## Task to complete
Count the lines in the material below that contain the word "bumper", and reply with that number alone.

Begin Information supplied

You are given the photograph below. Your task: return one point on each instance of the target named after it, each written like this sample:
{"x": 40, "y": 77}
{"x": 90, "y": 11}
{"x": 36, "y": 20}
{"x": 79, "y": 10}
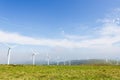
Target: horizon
{"x": 70, "y": 29}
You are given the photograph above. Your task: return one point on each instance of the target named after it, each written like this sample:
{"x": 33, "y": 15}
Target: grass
{"x": 82, "y": 72}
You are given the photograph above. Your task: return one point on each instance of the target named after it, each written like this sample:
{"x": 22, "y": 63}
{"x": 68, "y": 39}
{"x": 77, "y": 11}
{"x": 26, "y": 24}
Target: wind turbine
{"x": 33, "y": 56}
{"x": 48, "y": 59}
{"x": 9, "y": 52}
{"x": 69, "y": 62}
{"x": 64, "y": 62}
{"x": 58, "y": 60}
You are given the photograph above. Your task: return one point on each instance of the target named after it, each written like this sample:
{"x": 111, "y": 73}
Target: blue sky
{"x": 78, "y": 28}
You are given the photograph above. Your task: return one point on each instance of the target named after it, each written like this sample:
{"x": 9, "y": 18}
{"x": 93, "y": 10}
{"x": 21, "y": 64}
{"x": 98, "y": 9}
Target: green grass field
{"x": 82, "y": 72}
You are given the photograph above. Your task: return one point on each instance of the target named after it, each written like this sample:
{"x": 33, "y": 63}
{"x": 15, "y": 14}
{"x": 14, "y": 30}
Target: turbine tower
{"x": 48, "y": 59}
{"x": 9, "y": 52}
{"x": 58, "y": 60}
{"x": 33, "y": 56}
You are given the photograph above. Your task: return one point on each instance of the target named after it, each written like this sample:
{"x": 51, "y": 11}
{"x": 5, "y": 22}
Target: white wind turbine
{"x": 58, "y": 60}
{"x": 48, "y": 59}
{"x": 9, "y": 52}
{"x": 33, "y": 56}
{"x": 64, "y": 62}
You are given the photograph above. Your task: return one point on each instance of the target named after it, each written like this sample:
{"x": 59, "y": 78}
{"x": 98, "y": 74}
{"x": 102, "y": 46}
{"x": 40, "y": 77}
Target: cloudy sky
{"x": 70, "y": 29}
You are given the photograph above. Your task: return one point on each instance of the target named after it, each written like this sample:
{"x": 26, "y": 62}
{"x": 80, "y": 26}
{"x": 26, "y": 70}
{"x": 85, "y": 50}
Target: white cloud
{"x": 108, "y": 34}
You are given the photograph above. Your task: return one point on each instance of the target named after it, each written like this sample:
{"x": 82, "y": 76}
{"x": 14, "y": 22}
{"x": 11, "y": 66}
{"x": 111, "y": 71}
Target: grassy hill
{"x": 79, "y": 72}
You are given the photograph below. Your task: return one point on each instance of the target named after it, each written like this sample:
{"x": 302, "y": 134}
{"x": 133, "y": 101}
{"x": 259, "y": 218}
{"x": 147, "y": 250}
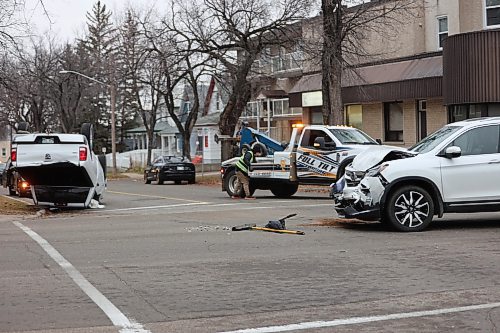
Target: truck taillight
{"x": 83, "y": 153}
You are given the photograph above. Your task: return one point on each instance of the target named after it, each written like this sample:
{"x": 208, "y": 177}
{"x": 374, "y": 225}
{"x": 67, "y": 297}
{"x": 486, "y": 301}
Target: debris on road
{"x": 208, "y": 228}
{"x": 277, "y": 226}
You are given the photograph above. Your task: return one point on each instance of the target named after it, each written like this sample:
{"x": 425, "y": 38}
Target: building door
{"x": 421, "y": 119}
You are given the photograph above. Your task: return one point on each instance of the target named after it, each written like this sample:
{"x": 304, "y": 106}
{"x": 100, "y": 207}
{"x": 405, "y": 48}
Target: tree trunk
{"x": 237, "y": 103}
{"x": 150, "y": 135}
{"x": 333, "y": 111}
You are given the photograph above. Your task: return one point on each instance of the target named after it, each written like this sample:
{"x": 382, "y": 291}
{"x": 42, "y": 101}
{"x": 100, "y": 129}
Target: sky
{"x": 68, "y": 17}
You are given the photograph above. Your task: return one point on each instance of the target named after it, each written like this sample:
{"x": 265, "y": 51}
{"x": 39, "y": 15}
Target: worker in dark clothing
{"x": 242, "y": 168}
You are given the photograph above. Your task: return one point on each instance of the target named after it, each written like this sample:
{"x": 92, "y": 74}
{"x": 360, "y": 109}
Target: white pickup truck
{"x": 316, "y": 154}
{"x": 62, "y": 168}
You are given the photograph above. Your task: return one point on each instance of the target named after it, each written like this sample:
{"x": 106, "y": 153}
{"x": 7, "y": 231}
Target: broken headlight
{"x": 376, "y": 171}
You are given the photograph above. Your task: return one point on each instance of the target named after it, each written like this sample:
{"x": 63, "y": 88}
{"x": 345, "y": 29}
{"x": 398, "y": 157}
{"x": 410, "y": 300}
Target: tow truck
{"x": 315, "y": 155}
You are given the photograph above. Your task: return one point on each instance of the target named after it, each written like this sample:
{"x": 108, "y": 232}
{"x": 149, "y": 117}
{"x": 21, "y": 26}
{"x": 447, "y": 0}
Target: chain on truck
{"x": 315, "y": 155}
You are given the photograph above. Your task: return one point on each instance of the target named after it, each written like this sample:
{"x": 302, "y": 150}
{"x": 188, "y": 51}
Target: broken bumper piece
{"x": 358, "y": 212}
{"x": 362, "y": 201}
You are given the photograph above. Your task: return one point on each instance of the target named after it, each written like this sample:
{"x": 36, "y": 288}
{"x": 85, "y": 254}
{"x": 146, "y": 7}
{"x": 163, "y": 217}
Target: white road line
{"x": 150, "y": 196}
{"x": 152, "y": 207}
{"x": 240, "y": 206}
{"x": 114, "y": 314}
{"x": 361, "y": 320}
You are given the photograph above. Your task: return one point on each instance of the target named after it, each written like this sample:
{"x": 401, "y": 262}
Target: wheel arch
{"x": 425, "y": 183}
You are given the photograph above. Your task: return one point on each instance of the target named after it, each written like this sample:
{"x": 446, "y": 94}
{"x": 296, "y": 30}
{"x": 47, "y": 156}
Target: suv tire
{"x": 409, "y": 208}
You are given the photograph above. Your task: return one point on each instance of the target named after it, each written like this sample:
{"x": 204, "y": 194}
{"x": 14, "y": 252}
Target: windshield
{"x": 352, "y": 136}
{"x": 434, "y": 139}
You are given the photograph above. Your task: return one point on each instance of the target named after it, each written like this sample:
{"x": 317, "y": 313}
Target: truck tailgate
{"x": 32, "y": 154}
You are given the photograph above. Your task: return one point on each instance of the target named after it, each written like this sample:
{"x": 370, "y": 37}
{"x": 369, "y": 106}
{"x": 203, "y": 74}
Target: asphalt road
{"x": 163, "y": 259}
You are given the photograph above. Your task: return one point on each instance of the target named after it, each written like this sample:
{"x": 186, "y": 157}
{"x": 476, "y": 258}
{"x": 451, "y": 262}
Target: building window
{"x": 492, "y": 13}
{"x": 279, "y": 107}
{"x": 252, "y": 110}
{"x": 354, "y": 116}
{"x": 468, "y": 111}
{"x": 393, "y": 121}
{"x": 442, "y": 30}
{"x": 479, "y": 141}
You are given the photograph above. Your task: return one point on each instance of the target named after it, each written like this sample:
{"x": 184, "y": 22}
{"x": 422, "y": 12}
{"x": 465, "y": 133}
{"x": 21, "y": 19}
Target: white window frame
{"x": 439, "y": 33}
{"x": 485, "y": 16}
{"x": 283, "y": 114}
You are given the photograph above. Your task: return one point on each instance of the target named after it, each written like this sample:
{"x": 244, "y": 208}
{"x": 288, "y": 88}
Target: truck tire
{"x": 230, "y": 184}
{"x": 23, "y": 126}
{"x": 87, "y": 130}
{"x": 285, "y": 190}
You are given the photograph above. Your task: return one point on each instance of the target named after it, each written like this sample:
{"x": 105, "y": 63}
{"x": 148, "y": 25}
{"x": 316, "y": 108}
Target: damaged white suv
{"x": 455, "y": 169}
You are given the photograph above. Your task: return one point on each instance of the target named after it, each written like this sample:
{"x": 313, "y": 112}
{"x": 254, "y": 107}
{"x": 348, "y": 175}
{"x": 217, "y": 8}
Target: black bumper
{"x": 371, "y": 213}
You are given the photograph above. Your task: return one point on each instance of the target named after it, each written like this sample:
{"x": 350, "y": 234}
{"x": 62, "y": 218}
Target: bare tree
{"x": 184, "y": 65}
{"x": 345, "y": 28}
{"x": 223, "y": 28}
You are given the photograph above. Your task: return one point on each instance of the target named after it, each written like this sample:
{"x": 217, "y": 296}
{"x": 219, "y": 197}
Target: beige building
{"x": 435, "y": 64}
{"x": 4, "y": 150}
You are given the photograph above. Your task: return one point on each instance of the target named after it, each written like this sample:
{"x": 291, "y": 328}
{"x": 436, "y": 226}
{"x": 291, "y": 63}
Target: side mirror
{"x": 319, "y": 143}
{"x": 453, "y": 152}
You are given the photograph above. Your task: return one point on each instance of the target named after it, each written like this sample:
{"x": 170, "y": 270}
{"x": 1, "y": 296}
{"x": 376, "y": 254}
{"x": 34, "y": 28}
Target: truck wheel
{"x": 409, "y": 208}
{"x": 23, "y": 126}
{"x": 285, "y": 190}
{"x": 87, "y": 130}
{"x": 230, "y": 184}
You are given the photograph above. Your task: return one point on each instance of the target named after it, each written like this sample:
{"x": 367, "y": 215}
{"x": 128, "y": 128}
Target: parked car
{"x": 455, "y": 169}
{"x": 16, "y": 184}
{"x": 62, "y": 168}
{"x": 174, "y": 168}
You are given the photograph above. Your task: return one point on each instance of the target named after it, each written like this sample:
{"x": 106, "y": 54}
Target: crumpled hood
{"x": 377, "y": 154}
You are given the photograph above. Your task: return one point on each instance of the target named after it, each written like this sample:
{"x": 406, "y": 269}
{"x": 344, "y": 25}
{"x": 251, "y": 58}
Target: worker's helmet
{"x": 244, "y": 148}
{"x": 258, "y": 147}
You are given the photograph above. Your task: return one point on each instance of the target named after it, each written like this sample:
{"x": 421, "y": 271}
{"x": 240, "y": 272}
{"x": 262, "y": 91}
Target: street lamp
{"x": 112, "y": 92}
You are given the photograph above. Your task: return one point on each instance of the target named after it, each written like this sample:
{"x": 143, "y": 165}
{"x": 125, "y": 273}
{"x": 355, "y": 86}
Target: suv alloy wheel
{"x": 410, "y": 208}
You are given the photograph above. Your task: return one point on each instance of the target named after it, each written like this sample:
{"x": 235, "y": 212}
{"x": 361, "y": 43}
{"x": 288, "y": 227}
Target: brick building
{"x": 441, "y": 65}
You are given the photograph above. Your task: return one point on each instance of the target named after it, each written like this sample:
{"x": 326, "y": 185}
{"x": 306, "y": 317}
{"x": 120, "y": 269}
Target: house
{"x": 441, "y": 65}
{"x": 204, "y": 138}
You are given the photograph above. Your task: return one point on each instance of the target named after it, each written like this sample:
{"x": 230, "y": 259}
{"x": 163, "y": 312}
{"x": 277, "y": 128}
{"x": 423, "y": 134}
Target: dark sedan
{"x": 173, "y": 168}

End Information supplied

## Exercise response
2